On RCU tasks trace stall, inspect the RCU-tasks-trace specific
states of stalled task in locked down state, using try_invoke_
on_locked_down_task(), to get reliable trc state of a non-running
stalled task.
Signed-off-by: Neeraj Upadhyay <[email protected]>
---
kernel/rcu/tasks.h | 43 ++++++++++++++++++++++++++++++++++---------
1 file changed, 34 insertions(+), 9 deletions(-)
diff --git a/kernel/rcu/tasks.h b/kernel/rcu/tasks.h
index e4a32db9f712..4e49b847971b 100644
--- a/kernel/rcu/tasks.h
+++ b/kernel/rcu/tasks.h
@@ -1073,25 +1073,50 @@ static void rcu_tasks_trace_postscan(struct list_head *hop)
// Any tasks that exit after this point will set ->trc_reader_checked.
}
+/* Communicate task state back to the RCU tasks trace stall warning request. */
+struct trc_stall_chk_rdr {
+ int nesting;
+ int ipi_to_cpu;
+ u8 needqs;
+};
+
+static bool trc_check_slow_task(struct task_struct *t, void *arg)
+{
+ struct trc_stall_chk_rdr *trc_rdrp = arg;
+
+ if (task_curr(t))
+ return false; // It is running, so decline to inspect it.

◆ Records shown
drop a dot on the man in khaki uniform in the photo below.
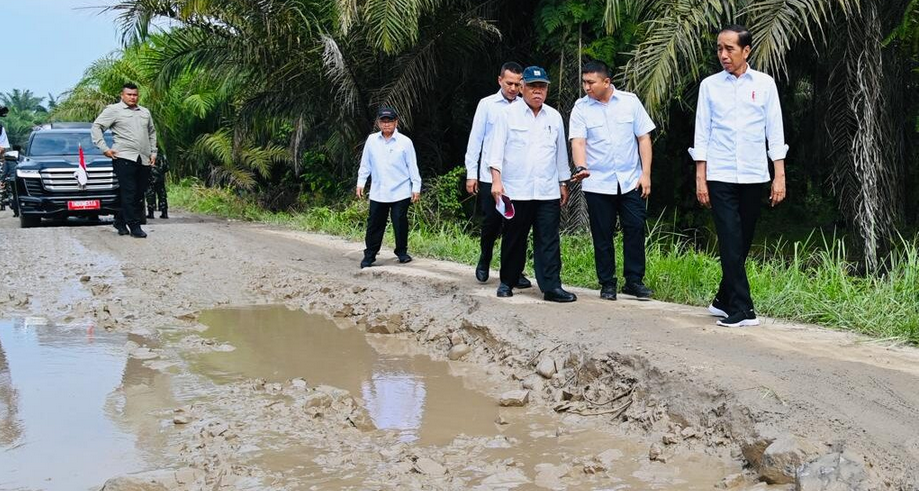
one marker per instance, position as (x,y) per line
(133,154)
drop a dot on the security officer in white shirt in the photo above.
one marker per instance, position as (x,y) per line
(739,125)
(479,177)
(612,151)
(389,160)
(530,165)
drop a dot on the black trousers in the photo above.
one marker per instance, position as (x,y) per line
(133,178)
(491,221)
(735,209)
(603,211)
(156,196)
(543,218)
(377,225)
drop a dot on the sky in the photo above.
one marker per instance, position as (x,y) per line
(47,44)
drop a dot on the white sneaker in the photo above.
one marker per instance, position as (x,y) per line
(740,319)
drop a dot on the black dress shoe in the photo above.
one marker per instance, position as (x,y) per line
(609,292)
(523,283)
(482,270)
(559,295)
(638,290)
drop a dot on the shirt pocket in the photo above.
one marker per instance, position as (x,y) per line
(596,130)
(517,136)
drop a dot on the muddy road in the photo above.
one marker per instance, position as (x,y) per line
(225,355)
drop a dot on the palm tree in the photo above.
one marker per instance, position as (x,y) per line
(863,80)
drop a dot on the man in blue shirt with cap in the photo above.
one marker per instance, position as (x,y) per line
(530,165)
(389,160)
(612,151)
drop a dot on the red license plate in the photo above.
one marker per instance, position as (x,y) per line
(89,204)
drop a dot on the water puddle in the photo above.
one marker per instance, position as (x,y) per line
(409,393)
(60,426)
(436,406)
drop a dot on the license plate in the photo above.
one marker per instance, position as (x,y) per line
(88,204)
...
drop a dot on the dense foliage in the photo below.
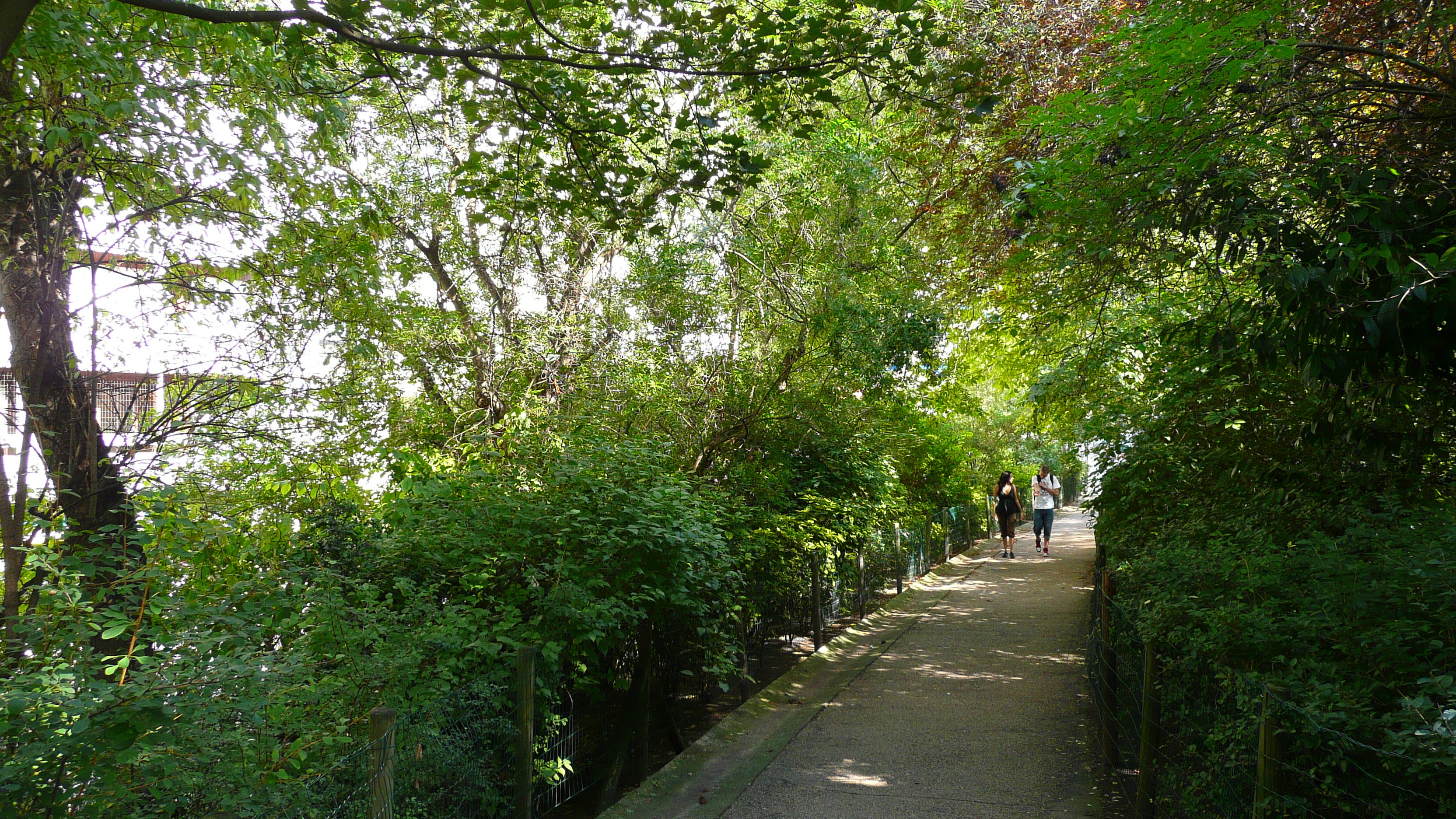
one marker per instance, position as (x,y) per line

◆ The request
Restate the stretch of the kernel patch from "On RCU tasks" through "stalled task.", swapping "stalled" for "stuck" throughout.

◆ Exercise output
On RCU tasks trace stall, inspect the RCU-tasks-trace specific
states of stuck task in locked down state, using try_invoke_
on_locked_down_task(), to get reliable trc state of a non-running
stuck task.